-- RECORDS FOR THIS EXERCISE follows --
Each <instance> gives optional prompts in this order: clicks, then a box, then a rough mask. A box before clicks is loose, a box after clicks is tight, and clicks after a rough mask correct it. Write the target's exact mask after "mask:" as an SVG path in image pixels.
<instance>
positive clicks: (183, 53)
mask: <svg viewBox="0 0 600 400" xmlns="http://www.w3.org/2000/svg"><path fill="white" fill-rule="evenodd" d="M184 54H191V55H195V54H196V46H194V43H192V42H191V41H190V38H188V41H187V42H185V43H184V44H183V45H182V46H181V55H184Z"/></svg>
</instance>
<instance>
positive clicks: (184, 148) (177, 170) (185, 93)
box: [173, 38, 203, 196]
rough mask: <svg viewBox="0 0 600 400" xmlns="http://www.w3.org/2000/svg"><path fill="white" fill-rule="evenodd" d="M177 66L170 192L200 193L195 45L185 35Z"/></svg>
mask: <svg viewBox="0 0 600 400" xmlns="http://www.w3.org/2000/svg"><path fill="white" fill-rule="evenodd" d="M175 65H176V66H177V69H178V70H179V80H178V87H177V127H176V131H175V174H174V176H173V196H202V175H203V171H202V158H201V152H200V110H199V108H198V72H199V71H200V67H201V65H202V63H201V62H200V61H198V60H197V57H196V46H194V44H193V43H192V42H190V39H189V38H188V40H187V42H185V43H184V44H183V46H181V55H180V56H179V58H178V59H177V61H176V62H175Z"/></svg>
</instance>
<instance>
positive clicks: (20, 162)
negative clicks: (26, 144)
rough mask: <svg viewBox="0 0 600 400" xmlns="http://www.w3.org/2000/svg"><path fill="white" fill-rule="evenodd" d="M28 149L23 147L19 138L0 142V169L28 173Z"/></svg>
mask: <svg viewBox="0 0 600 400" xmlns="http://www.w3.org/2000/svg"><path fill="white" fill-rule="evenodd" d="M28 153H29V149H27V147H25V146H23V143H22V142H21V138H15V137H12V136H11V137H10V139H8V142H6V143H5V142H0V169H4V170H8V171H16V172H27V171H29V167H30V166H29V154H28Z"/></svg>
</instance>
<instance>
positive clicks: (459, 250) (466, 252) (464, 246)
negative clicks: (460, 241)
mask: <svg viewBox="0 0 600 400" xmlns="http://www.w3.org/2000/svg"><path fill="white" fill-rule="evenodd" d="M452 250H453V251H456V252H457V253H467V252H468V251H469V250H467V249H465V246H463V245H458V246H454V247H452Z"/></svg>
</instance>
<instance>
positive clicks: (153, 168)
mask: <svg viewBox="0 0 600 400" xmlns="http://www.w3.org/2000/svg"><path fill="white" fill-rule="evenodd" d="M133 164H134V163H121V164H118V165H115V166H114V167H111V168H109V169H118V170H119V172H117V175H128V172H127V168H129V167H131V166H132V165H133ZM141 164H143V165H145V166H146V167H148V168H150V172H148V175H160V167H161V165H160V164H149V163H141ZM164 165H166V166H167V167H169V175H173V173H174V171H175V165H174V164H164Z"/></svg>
-- RECORDS FOR THIS EXERCISE concluded --
THE TASK: With nothing left out, copy the data above exactly.

RESULT:
Each <instance> gives optional prompts in this order: clicks, then a box, then a rough mask. A box before clicks is loose, a box after clicks is tight, and clicks after a rough mask correct it. Write the target's exact mask after "mask:" as an SVG path in image pixels.
<instance>
positive clicks: (183, 53)
mask: <svg viewBox="0 0 600 400" xmlns="http://www.w3.org/2000/svg"><path fill="white" fill-rule="evenodd" d="M184 54H191V55H195V54H196V46H194V43H192V42H191V41H190V38H188V41H187V42H185V43H184V44H183V45H182V46H181V55H184Z"/></svg>
</instance>
<instance>
positive clicks: (184, 148) (177, 170) (185, 93)
box: [173, 38, 203, 196]
rough mask: <svg viewBox="0 0 600 400" xmlns="http://www.w3.org/2000/svg"><path fill="white" fill-rule="evenodd" d="M177 66L170 192L200 193L195 45L185 35Z"/></svg>
mask: <svg viewBox="0 0 600 400" xmlns="http://www.w3.org/2000/svg"><path fill="white" fill-rule="evenodd" d="M175 65H176V66H177V69H178V70H179V80H178V87H177V127H176V131H175V174H174V176H173V196H202V175H203V171H202V158H201V152H200V110H199V108H198V72H199V71H200V67H201V65H202V63H201V62H200V61H198V60H197V57H196V46H194V44H193V43H192V42H190V39H189V38H188V40H187V42H185V43H184V44H183V46H181V55H180V56H179V58H178V59H177V61H176V62H175Z"/></svg>
</instance>
<instance>
positive clicks: (20, 162)
negative clicks: (26, 144)
rough mask: <svg viewBox="0 0 600 400" xmlns="http://www.w3.org/2000/svg"><path fill="white" fill-rule="evenodd" d="M28 149L23 147L19 138L0 142V169L28 173Z"/></svg>
mask: <svg viewBox="0 0 600 400" xmlns="http://www.w3.org/2000/svg"><path fill="white" fill-rule="evenodd" d="M28 153H29V149H27V147H25V146H23V143H22V142H21V138H15V137H12V136H11V137H10V139H8V142H6V143H5V142H0V169H4V170H8V171H16V172H27V171H29V167H30V166H29V154H28Z"/></svg>
</instance>
<instance>
positive clicks: (459, 250) (466, 252) (464, 246)
negative clicks: (460, 241)
mask: <svg viewBox="0 0 600 400" xmlns="http://www.w3.org/2000/svg"><path fill="white" fill-rule="evenodd" d="M452 250H453V251H456V252H457V253H467V252H468V251H469V250H467V249H465V246H463V245H458V246H454V247H452Z"/></svg>
</instance>
<instance>
positive clicks: (153, 168)
mask: <svg viewBox="0 0 600 400" xmlns="http://www.w3.org/2000/svg"><path fill="white" fill-rule="evenodd" d="M133 164H134V163H121V164H118V165H115V166H114V167H111V168H109V169H118V170H119V172H117V175H128V172H127V168H129V167H131V166H132V165H133ZM141 164H143V165H145V166H146V167H148V168H150V172H148V175H160V167H161V165H160V164H149V163H141ZM164 165H166V166H167V167H169V175H173V173H174V171H175V165H174V164H164Z"/></svg>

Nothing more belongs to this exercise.